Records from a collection
<<<<

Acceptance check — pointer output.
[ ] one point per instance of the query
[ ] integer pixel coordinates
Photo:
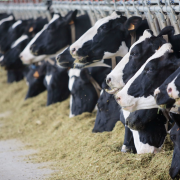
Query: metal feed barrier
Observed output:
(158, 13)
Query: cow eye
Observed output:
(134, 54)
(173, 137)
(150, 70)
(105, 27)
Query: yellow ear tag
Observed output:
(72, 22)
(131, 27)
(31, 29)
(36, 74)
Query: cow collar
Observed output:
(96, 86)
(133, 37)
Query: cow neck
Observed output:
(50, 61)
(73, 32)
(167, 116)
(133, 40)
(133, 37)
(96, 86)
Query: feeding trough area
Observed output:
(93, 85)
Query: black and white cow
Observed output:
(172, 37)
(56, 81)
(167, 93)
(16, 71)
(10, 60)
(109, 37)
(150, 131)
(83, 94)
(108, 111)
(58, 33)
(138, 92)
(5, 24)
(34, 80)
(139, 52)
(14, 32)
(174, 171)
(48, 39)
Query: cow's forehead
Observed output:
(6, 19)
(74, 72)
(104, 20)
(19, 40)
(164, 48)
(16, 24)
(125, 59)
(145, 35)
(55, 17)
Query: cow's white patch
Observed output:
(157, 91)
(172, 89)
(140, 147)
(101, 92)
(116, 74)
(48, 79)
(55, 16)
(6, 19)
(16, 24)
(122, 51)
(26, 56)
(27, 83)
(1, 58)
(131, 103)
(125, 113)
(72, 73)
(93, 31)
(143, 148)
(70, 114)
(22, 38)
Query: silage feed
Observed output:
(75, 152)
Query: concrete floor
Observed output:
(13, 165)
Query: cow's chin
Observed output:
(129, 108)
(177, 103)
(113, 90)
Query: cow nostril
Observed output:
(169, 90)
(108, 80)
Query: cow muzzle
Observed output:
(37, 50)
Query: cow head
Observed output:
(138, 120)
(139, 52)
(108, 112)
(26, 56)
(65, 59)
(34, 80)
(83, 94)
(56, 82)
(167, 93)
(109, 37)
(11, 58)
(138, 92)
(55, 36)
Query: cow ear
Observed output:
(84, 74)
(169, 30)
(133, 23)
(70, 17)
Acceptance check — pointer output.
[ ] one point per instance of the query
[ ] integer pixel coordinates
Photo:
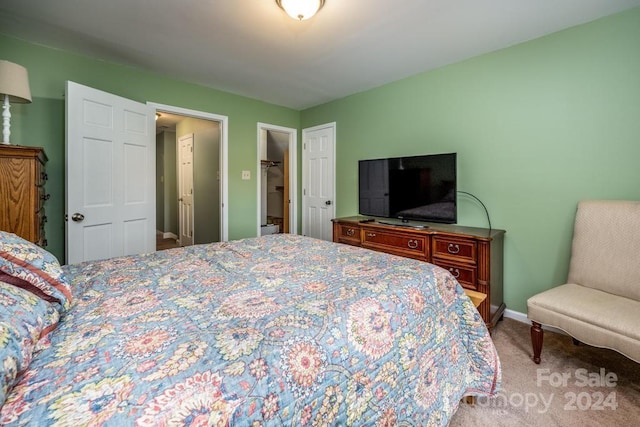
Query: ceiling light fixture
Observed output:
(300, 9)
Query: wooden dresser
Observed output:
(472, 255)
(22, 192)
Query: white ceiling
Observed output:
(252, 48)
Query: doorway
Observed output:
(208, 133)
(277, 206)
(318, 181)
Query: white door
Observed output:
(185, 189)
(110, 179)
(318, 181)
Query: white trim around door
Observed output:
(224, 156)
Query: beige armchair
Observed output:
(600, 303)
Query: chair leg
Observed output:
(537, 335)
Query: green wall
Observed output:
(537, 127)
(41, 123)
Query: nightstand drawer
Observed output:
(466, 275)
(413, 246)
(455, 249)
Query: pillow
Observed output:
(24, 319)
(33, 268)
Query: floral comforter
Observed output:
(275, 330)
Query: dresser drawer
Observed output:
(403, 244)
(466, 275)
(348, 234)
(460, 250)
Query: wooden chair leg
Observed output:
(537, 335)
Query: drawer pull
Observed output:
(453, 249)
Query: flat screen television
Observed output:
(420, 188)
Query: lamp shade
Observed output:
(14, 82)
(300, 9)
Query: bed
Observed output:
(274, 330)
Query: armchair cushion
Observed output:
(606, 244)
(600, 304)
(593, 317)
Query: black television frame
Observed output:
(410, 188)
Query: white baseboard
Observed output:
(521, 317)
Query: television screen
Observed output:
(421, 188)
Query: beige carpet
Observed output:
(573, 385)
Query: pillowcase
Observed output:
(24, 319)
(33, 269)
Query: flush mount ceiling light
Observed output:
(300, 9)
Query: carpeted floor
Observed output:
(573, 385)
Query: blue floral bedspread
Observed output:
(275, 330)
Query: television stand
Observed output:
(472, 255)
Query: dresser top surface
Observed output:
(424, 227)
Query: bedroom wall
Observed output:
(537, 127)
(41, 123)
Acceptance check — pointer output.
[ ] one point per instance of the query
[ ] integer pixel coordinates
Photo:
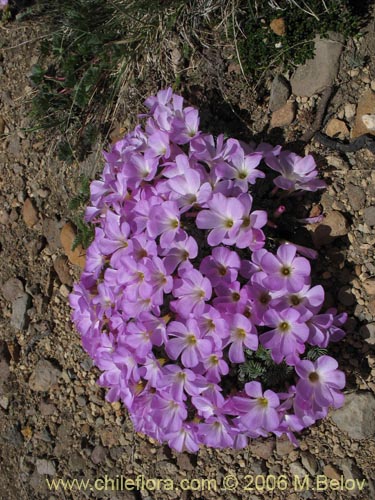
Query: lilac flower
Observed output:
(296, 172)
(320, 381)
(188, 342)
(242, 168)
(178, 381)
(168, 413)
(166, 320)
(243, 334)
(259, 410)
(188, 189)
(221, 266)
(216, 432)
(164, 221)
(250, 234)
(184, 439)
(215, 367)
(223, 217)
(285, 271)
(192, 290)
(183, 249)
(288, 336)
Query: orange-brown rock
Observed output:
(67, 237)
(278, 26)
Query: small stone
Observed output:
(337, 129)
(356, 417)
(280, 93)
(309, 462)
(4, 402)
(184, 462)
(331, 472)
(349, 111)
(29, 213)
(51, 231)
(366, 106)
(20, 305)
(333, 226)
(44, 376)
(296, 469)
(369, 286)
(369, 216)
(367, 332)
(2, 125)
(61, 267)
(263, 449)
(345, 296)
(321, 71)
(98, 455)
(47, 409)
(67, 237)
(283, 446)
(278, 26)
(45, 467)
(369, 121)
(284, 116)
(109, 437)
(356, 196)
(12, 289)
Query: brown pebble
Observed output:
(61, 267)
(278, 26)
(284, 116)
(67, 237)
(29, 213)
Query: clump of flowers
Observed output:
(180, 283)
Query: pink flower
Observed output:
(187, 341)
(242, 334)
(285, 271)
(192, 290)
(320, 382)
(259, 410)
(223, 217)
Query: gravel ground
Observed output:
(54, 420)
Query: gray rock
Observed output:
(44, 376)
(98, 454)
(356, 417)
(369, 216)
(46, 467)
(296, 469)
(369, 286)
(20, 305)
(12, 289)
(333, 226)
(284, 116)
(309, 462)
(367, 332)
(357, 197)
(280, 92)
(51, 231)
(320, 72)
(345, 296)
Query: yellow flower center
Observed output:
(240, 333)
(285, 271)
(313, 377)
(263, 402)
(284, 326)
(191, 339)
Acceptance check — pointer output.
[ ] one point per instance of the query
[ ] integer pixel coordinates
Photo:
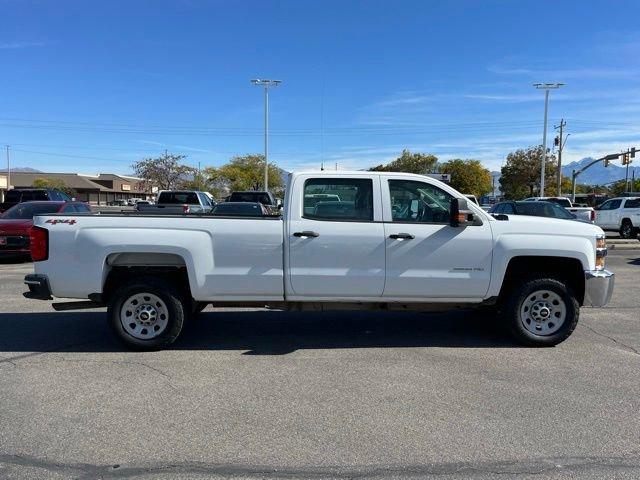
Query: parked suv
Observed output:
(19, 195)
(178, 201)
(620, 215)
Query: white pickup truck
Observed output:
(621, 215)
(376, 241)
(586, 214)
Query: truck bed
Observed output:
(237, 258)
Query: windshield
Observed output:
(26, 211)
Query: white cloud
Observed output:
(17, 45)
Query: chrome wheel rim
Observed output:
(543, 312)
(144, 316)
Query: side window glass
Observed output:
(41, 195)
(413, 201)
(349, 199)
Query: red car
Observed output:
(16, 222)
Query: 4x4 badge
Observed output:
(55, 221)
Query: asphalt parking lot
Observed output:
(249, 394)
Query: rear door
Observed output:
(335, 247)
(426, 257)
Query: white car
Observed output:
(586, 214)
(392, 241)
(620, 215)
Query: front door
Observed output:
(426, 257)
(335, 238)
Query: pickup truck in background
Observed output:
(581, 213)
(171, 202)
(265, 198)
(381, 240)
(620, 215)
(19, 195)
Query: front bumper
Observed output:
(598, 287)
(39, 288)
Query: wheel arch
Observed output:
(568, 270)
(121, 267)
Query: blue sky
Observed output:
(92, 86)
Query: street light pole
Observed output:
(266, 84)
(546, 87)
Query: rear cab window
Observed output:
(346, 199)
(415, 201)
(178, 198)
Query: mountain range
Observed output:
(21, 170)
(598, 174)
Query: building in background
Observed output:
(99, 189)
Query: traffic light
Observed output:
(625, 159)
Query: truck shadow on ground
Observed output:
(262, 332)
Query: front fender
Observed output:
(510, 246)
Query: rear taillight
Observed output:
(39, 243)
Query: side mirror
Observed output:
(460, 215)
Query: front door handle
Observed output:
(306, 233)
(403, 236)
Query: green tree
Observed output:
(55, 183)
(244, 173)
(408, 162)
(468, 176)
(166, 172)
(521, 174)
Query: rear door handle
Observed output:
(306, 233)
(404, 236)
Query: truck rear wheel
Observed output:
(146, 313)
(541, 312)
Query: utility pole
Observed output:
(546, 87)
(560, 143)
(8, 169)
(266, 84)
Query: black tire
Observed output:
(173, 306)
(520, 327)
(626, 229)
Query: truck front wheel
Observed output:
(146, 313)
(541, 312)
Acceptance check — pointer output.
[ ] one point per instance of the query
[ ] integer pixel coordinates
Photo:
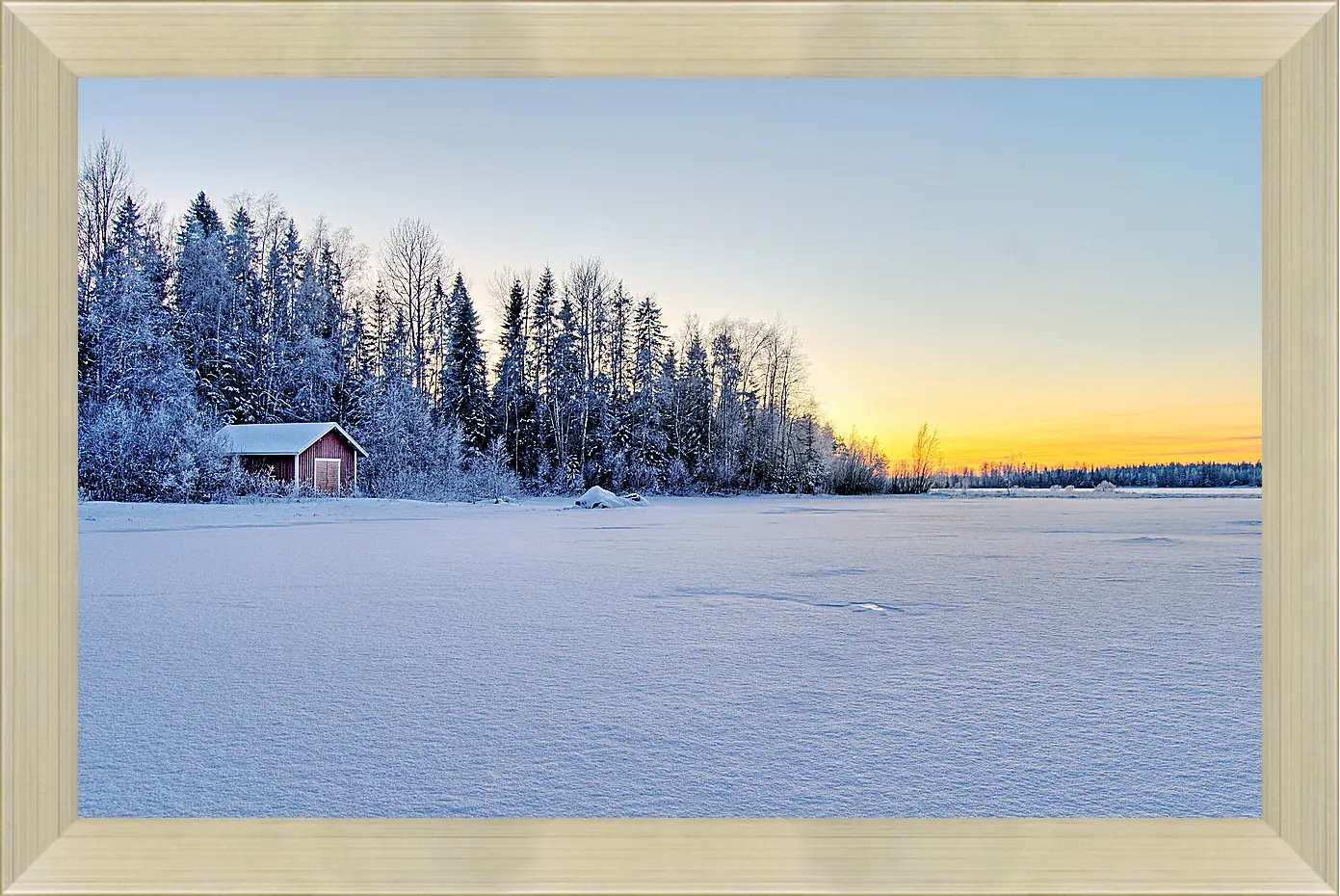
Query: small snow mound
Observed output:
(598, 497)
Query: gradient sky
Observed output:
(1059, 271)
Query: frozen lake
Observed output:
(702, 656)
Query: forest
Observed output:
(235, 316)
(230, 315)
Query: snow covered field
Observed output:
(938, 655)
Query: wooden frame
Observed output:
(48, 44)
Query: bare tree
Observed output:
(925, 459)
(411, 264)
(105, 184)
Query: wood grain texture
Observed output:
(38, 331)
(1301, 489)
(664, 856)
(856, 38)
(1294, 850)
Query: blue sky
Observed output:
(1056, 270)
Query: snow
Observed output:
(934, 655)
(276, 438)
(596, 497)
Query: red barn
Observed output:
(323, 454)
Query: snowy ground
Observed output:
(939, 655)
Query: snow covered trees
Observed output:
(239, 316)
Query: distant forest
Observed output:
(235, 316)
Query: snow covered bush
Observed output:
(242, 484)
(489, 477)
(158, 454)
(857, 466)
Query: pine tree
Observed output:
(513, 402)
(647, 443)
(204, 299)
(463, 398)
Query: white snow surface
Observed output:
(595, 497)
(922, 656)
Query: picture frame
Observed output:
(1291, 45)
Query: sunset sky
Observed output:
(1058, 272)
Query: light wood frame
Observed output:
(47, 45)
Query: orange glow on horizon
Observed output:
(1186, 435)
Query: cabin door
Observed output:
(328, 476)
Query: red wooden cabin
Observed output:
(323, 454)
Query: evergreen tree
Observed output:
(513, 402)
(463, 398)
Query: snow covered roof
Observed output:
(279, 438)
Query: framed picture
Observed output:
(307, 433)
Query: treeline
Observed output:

>>>>

The lines to reproduce run from the line containing "Query: wooden frame" to the end of the listing; write them out exactly and add nothing.

◆ **ANSWER TO THIS PROBLEM**:
Query: wooden frame
Observed output:
(48, 44)
Query: bare tree
Observed output:
(925, 459)
(411, 264)
(105, 184)
Query: wood grain texture
Observed output:
(38, 331)
(1301, 489)
(664, 856)
(856, 38)
(1294, 850)
Query: blue sky
Observed output:
(1056, 270)
Query: snow
Observed output:
(934, 655)
(276, 438)
(596, 497)
Query: red barn
Observed output:
(323, 454)
Query: snowy ground
Observed output:
(939, 655)
Query: snow covered trees
Observed output:
(239, 316)
Query: distant forest
Observed output:
(235, 316)
Query: snow covered bush
Observed output:
(242, 484)
(489, 477)
(158, 454)
(857, 466)
Query: pine tree
Observed output:
(513, 402)
(647, 443)
(204, 299)
(463, 398)
Query: white snow surface
Observed output:
(595, 497)
(922, 656)
Query: picture frame
Observed output:
(1291, 45)
Query: sunset sky
Observed output:
(1058, 272)
Query: light wood frame
Observed output:
(47, 45)
Query: orange glow on horizon
Observed output:
(1186, 435)
Query: cabin door
Observed output:
(328, 476)
Query: red wooden cabin
Observed output:
(323, 454)
Query: evergreen tree
Observed output:
(513, 402)
(463, 398)
Query: snow covered roof
Observed output:
(279, 438)
Query: framed picture
Observed output:
(307, 433)
Query: treeline
Observed output:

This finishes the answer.